'''

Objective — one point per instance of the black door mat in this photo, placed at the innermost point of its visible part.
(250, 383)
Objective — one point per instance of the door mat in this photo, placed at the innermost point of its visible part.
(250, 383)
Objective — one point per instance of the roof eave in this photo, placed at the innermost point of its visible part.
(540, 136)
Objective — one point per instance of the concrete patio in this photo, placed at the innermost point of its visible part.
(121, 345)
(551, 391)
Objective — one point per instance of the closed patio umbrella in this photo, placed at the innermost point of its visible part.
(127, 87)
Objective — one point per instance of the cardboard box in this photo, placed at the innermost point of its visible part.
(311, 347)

'''
'''

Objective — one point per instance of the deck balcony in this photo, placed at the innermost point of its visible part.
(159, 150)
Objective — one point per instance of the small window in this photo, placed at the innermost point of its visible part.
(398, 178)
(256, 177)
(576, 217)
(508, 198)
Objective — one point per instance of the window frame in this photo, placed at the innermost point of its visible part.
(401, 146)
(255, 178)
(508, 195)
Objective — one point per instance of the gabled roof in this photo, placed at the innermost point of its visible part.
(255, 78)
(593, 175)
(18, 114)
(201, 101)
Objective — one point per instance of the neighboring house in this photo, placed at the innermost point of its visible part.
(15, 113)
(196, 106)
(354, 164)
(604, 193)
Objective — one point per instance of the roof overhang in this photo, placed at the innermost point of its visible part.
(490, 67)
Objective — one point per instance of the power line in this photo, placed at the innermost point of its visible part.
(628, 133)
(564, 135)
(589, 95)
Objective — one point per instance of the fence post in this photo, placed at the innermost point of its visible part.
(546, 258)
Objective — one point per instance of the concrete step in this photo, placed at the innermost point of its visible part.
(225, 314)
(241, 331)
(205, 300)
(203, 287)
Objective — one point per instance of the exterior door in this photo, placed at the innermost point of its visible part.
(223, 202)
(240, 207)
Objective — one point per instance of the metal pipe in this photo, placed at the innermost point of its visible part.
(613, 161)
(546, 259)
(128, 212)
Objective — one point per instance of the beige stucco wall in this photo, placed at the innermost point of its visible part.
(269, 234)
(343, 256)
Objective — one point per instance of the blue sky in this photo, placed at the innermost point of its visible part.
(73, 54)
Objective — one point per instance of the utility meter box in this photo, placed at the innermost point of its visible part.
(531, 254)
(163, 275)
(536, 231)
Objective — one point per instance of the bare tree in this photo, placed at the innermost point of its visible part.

'''
'''

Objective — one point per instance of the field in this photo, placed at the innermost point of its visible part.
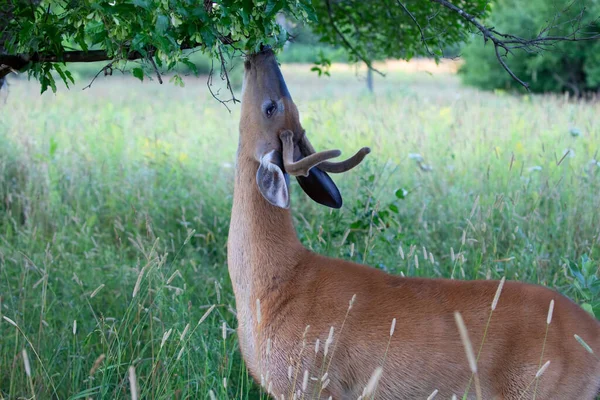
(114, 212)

'''

Select every line in the records above that contains the word "concrete" and copy each of those lines.

◆ RESPONSE TO THIS EXERCISE:
Objective — one point per instance of the concrete patio in this photo, placed at the innermost point of its visible part.
Objective — one point per instance of the concrete step in this photo, placed at the innermost point of its visible part.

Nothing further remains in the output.